THE REQUEST: Put the lines below into a numbered list, leaving out any blank lines.

═══ PROVIDED INFORMATION ═══

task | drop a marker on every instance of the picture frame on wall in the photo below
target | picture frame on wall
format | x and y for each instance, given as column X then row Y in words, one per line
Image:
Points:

═══

ANSWER TO THIS EXERCISE:
1. task | drop a marker on every instance of the picture frame on wall in the photo below
2. target | picture frame on wall
3. format | x and y for each instance, given as column X then row Y in words, one per line
4. Image:
5. Points:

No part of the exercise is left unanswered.